_EXERCISE DESCRIPTION_: Everything from the line with "We've been asked to identify the dark" down to the last line of the material below must be written out exactly. Leave out all other lines.

_RECORDS PROVIDED_:
--- START ---

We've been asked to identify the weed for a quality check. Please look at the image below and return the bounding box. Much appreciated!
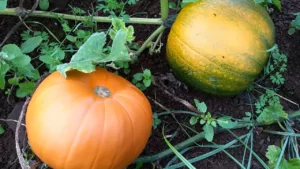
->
[132,69,152,91]
[39,0,49,11]
[262,44,287,86]
[0,37,41,98]
[0,124,4,134]
[288,13,300,35]
[96,0,139,22]
[189,100,237,142]
[254,0,281,11]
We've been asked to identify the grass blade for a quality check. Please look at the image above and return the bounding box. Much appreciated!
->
[275,137,289,169]
[162,126,196,169]
[166,134,248,169]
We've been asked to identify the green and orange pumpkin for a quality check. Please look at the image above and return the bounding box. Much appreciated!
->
[26,68,153,169]
[166,0,275,96]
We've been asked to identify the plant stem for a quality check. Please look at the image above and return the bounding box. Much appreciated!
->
[0,8,163,25]
[134,25,166,57]
[160,0,169,21]
[135,109,300,163]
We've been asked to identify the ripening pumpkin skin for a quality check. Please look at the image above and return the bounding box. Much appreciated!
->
[26,68,153,169]
[166,0,275,96]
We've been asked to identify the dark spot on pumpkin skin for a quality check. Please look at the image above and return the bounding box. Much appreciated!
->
[214,13,217,16]
[222,56,225,58]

--- END ---

_COMPLETED EXERCISE_:
We've been asked to identify the dark spot on pumpkin skin for a quality check. Please look at the image above and return the bounding box. Much appreciated!
->
[214,13,217,16]
[222,56,225,58]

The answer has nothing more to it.